*Aim of the task*. Everything from the line holding "Each instance of the hairdresser's hand" through the last line below must be repeated exactly, and nothing else.

#### Records

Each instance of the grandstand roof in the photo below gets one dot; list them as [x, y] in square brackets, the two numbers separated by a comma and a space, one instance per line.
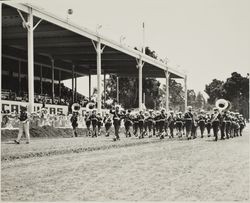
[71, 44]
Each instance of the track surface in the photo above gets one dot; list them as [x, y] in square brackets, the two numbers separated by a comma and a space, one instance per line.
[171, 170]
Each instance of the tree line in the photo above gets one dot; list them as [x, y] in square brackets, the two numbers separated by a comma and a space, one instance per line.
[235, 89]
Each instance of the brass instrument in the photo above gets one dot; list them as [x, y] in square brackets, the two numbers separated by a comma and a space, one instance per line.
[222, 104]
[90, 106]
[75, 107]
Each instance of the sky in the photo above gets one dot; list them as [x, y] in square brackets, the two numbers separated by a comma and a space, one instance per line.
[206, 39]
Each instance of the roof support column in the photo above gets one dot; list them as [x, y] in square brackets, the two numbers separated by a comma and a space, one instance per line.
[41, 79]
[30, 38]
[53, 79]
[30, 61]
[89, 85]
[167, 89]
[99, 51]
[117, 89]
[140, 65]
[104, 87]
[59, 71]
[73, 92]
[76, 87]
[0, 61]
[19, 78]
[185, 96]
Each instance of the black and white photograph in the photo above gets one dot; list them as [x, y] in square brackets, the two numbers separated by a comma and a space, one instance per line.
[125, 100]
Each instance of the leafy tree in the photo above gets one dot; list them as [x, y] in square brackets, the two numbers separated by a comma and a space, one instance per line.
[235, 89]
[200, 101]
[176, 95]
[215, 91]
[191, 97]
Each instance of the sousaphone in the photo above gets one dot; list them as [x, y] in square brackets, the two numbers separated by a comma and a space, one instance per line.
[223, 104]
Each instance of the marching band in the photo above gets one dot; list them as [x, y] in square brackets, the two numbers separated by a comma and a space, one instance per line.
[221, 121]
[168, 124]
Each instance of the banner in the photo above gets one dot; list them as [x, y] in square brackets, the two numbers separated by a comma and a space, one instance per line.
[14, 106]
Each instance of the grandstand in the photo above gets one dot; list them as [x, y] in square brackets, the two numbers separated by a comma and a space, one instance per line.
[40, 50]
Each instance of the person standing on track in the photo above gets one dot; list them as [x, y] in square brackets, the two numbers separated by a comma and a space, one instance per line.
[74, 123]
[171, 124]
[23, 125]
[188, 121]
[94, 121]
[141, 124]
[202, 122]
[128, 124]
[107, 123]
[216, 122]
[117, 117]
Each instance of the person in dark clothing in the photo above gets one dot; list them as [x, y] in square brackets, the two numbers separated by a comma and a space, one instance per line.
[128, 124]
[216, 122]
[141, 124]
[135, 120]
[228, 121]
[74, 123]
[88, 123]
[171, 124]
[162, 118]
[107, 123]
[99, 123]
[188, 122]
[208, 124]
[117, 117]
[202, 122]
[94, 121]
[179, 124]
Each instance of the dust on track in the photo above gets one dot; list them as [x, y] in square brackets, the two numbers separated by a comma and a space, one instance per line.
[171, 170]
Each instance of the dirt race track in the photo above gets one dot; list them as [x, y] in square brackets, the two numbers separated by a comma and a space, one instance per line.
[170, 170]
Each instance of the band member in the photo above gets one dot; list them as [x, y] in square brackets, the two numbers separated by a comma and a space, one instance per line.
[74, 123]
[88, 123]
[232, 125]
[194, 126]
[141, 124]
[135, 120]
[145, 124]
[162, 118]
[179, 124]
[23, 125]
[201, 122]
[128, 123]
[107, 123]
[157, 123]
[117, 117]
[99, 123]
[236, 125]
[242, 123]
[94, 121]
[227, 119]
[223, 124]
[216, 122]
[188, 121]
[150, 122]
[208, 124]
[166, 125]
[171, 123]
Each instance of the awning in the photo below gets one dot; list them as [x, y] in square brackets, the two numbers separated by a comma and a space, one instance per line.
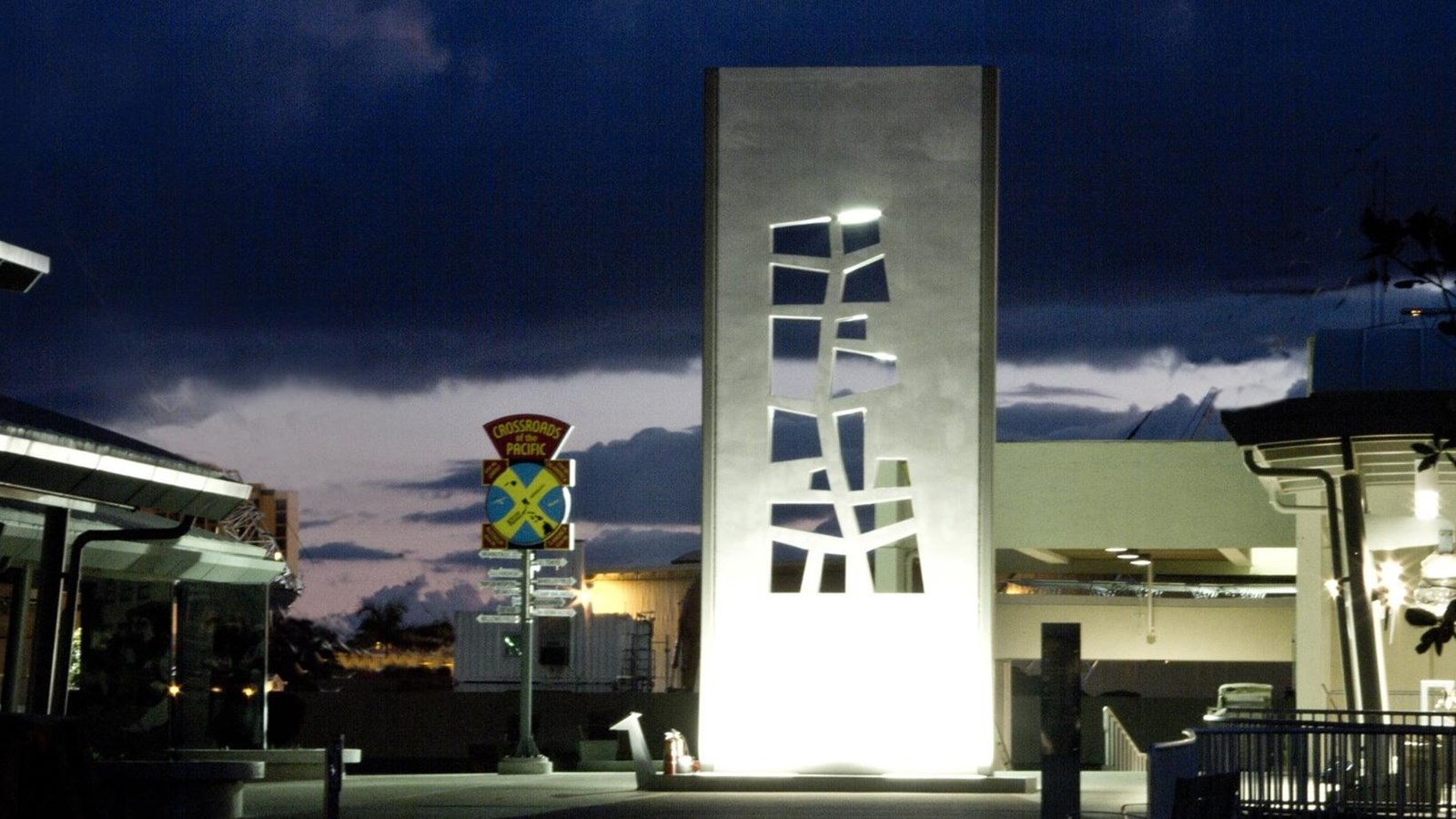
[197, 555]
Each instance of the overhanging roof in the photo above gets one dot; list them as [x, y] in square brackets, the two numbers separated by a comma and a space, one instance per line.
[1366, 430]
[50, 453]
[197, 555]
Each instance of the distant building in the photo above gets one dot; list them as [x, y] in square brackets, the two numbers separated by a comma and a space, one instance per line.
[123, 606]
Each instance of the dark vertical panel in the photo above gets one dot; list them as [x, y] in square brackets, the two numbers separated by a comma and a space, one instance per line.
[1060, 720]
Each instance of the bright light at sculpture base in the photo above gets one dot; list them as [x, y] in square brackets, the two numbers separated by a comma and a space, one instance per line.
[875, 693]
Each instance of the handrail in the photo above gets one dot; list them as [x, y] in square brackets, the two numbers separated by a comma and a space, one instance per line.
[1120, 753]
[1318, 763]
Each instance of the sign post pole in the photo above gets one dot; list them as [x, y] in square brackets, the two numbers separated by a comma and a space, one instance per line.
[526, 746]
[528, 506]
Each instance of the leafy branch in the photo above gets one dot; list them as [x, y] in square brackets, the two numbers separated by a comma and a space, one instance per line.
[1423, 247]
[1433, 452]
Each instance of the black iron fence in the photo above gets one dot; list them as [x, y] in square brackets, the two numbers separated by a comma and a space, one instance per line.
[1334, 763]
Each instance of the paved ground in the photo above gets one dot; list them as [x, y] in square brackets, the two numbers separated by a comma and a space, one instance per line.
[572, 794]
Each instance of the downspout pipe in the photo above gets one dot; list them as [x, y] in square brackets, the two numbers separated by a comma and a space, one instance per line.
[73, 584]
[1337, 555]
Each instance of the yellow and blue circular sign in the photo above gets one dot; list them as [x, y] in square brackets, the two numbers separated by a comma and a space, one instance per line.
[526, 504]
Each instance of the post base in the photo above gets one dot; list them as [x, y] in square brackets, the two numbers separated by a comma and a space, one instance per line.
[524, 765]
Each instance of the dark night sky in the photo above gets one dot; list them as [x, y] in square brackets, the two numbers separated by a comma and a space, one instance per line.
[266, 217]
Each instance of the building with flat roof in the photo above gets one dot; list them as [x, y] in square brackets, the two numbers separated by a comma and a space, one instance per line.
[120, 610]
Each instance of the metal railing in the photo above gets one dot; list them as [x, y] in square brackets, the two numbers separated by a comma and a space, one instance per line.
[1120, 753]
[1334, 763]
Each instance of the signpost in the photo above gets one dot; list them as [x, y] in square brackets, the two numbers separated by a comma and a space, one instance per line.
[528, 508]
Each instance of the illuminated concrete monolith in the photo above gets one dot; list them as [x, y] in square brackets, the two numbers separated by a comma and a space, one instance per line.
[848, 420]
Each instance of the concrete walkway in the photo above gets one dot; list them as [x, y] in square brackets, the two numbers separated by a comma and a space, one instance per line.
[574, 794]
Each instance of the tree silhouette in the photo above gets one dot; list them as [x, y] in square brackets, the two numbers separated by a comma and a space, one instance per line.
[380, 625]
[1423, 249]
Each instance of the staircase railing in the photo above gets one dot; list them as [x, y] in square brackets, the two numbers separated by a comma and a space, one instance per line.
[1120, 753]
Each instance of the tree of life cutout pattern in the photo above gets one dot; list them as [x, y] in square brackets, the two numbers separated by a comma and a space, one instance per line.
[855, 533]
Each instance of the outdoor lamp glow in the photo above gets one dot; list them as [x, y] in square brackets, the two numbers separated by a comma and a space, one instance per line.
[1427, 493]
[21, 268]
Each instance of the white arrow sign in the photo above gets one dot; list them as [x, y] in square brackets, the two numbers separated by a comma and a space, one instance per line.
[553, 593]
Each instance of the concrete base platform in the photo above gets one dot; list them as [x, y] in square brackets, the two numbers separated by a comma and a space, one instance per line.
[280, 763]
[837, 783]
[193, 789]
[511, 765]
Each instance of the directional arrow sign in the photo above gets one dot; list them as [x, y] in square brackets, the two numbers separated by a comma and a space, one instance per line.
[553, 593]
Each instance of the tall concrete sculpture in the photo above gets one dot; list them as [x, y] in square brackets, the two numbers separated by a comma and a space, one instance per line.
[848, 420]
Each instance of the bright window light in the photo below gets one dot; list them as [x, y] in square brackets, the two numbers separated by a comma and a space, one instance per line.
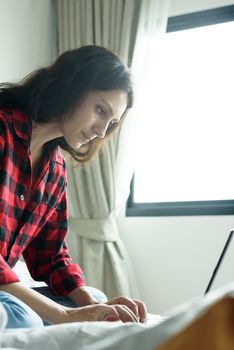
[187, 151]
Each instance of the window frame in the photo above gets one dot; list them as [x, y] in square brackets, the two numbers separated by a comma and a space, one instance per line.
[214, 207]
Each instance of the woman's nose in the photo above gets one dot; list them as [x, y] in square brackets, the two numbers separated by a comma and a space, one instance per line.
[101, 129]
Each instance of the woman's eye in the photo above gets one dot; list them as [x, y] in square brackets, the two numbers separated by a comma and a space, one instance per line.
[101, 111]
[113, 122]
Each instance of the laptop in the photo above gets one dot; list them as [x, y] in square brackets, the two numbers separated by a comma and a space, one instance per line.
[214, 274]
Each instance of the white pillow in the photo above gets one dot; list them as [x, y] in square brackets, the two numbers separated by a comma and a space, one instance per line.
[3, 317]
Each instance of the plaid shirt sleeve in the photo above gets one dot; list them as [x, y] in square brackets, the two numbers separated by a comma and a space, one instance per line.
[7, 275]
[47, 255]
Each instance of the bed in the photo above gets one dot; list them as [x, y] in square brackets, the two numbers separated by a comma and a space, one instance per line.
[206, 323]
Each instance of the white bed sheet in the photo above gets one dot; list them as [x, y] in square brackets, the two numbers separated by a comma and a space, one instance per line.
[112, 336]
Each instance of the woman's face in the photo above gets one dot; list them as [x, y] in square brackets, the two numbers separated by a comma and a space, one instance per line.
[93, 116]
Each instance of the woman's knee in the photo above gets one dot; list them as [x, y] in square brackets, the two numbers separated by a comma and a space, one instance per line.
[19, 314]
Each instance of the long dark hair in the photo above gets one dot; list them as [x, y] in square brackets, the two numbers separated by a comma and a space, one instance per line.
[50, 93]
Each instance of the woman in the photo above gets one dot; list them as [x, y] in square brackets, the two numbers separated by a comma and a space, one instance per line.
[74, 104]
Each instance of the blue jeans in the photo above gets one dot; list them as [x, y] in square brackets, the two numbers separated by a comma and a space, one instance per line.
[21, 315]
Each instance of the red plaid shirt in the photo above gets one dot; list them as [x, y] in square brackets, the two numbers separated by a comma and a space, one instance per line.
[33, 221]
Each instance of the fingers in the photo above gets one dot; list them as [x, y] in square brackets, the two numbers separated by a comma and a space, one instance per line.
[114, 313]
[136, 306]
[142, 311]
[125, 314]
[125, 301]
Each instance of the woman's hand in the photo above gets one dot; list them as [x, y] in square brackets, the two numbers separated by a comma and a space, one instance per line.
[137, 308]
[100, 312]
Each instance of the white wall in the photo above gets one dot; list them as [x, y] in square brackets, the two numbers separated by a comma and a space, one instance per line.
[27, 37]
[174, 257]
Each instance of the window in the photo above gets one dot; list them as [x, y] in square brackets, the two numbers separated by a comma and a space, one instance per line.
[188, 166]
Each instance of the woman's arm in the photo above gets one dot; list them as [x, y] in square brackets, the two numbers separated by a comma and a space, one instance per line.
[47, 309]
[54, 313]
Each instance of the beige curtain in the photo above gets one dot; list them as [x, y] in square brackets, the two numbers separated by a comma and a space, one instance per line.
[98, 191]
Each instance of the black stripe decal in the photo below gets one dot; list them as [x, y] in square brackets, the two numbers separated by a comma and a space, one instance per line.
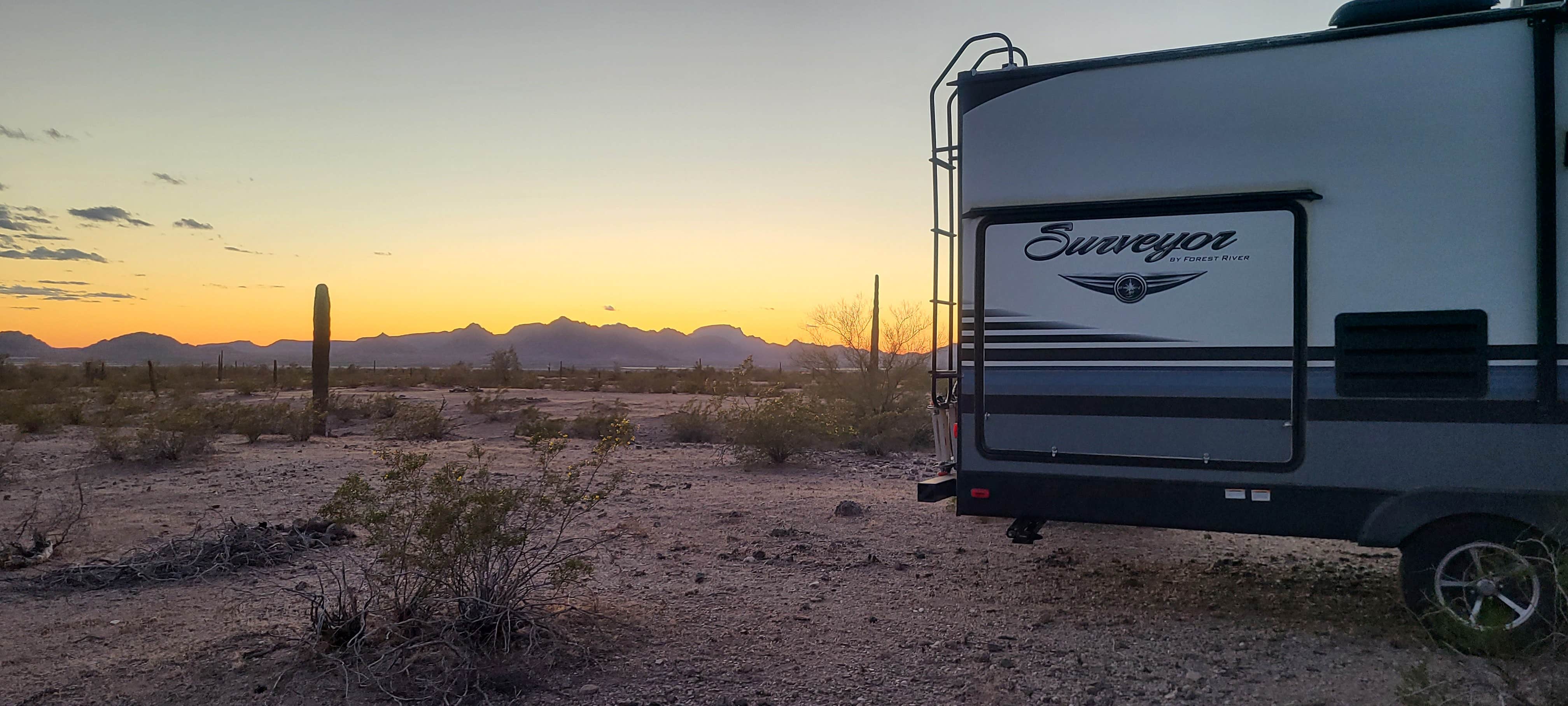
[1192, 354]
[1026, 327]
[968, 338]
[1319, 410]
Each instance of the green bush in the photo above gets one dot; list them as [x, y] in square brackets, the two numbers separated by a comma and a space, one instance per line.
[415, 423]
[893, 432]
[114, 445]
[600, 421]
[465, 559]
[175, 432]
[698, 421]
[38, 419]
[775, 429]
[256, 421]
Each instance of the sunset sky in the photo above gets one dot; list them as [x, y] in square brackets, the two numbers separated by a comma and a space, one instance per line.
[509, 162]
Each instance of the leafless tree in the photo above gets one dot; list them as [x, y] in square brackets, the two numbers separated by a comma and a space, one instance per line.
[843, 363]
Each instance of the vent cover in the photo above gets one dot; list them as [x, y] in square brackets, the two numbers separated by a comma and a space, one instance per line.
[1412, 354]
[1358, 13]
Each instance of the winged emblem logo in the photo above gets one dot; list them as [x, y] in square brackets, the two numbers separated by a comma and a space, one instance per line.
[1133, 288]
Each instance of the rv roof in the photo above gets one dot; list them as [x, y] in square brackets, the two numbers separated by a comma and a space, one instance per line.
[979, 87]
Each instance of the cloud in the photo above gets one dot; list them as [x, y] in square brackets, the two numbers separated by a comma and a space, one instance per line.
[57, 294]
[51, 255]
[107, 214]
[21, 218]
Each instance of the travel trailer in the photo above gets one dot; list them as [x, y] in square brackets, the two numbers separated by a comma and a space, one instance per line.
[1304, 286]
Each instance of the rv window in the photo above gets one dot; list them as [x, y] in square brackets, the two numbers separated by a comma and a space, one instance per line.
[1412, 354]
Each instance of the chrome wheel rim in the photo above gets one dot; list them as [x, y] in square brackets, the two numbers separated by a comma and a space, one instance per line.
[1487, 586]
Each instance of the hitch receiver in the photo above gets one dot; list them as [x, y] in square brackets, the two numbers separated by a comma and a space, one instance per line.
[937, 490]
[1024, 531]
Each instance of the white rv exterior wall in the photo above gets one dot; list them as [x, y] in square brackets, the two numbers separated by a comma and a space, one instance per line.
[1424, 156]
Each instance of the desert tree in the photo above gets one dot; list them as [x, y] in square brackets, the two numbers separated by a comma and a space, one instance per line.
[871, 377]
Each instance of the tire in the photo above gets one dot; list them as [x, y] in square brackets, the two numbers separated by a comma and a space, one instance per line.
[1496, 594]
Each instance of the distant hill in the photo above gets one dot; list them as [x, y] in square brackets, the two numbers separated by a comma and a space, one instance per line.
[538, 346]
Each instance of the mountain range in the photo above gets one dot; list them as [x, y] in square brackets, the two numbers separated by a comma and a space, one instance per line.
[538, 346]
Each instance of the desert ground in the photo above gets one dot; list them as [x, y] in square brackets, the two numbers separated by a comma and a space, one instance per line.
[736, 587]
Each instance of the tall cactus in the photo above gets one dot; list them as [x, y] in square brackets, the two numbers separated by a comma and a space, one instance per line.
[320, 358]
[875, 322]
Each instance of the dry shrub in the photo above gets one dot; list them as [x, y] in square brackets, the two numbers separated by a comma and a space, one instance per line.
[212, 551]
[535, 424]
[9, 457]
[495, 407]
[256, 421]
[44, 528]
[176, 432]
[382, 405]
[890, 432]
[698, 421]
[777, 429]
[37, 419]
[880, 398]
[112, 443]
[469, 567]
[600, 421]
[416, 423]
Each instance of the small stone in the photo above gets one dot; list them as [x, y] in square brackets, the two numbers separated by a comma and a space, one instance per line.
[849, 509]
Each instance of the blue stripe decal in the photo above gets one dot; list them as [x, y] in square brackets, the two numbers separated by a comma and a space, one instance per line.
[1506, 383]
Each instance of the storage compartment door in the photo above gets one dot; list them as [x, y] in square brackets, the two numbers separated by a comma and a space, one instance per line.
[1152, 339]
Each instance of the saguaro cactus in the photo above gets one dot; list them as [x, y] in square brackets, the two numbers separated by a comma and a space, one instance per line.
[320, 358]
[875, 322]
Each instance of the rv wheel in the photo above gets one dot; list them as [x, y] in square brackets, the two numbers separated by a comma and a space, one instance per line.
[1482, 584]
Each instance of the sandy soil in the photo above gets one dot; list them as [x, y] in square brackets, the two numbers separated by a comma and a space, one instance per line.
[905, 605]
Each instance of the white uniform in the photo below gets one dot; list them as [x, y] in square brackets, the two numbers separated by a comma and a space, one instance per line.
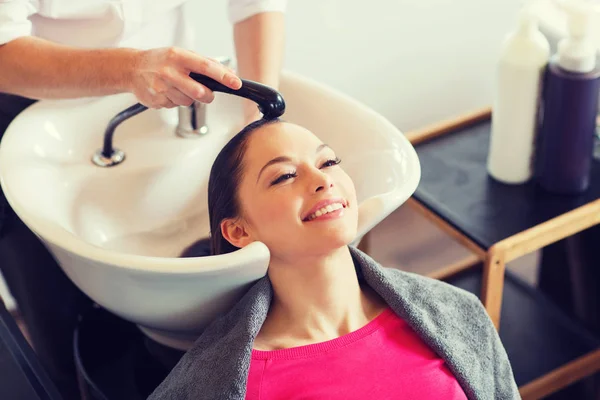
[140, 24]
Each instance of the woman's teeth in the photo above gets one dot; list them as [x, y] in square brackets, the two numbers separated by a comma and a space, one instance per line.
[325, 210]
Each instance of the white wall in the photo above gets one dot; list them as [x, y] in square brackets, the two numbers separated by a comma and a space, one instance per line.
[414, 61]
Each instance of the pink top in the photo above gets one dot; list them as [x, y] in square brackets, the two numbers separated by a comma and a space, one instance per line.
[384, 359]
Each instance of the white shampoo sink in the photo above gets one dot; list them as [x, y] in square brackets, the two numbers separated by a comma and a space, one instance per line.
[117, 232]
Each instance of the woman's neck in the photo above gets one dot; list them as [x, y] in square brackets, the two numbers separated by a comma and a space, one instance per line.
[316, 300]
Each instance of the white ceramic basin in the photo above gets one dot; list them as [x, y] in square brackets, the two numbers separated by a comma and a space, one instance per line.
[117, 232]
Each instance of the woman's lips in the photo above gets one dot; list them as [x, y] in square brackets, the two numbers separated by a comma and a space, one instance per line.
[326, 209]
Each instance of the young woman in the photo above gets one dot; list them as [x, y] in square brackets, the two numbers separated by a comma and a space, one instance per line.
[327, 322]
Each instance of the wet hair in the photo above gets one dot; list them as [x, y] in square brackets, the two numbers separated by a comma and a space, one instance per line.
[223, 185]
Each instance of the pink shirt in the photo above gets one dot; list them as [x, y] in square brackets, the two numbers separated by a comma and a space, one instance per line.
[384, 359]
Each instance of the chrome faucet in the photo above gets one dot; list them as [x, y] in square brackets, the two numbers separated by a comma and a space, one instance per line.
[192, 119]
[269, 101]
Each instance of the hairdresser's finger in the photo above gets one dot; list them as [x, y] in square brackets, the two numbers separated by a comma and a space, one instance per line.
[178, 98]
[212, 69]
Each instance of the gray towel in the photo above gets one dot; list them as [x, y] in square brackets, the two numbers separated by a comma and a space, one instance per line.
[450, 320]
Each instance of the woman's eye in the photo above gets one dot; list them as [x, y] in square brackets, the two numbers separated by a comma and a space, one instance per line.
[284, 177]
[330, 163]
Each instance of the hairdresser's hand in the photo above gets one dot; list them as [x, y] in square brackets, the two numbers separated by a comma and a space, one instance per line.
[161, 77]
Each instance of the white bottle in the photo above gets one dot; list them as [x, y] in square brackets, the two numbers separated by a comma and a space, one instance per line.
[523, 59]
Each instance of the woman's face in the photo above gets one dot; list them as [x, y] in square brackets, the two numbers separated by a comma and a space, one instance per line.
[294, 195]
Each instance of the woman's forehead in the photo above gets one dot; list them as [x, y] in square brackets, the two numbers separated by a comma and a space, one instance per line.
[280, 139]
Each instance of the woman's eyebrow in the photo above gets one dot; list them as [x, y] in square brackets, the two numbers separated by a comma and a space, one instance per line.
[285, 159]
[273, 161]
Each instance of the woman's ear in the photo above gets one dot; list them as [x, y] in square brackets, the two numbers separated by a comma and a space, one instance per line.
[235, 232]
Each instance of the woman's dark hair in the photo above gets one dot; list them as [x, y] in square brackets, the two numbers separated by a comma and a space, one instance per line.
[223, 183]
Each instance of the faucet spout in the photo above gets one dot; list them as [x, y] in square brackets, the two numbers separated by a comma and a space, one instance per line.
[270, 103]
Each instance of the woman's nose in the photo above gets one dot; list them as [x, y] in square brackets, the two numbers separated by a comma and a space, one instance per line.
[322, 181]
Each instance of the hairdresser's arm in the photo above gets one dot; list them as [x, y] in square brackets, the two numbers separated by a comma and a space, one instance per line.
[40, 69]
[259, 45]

########

*Exercise answer*.
Each instance of the hairdresser's hand in the photo above gets one dot; list them as [x, y] in square brackets, the two numbers separated by a comma and a space, one instance per line.
[161, 77]
Each instance of the white bottle in the photo above gets one dot; list them as [x, y] in square brackets, the two numbers separated by a comma and a space, one instance per line.
[523, 59]
Each instance of the woman's face in the photo above gets one dot; list them as [x, y] in square brackets, the two numbers separated by a comma and a space, one instance per line.
[294, 195]
Each instance of the woman's forehead in the photo above gets one dot; list them as [x, y] in square brackets, the two numbers separated by a comma and a space, one instance per line.
[280, 139]
Each instance of the woman's eyebrow in the photo above gets one dot; list them as [x, y] in square brackets, the two numbers separated by a comma and a space, one instance per line.
[285, 159]
[273, 161]
Each instance of the woman's ear in the photo above gets one dot; list them as [x, y] in square brackets, the two numbers separated by a comma and a space, one instance per line.
[235, 232]
Each instance of the woman's dark hair in the photo above gets one dot; list them as [x, y] in square brackets, the two numbers separated by a comma and a space, one instance per line.
[223, 183]
Each instance of the faucet spout in the photo above gets one dot; list them as [x, y] in square brackets, the two numbers separated by a comma and a space, one instance per line.
[270, 103]
Each instance of the woman's nose in the photo above gets one dot; list them as [x, y] in square brackets, the two numbers separated by a comma and a space, one instance per line.
[322, 181]
Each instance of the hairdresser's arm in the photo above gets one dot; list them as [x, y] in square brackets, the two numbers separated by a comma and a space, one instance per line.
[40, 69]
[259, 45]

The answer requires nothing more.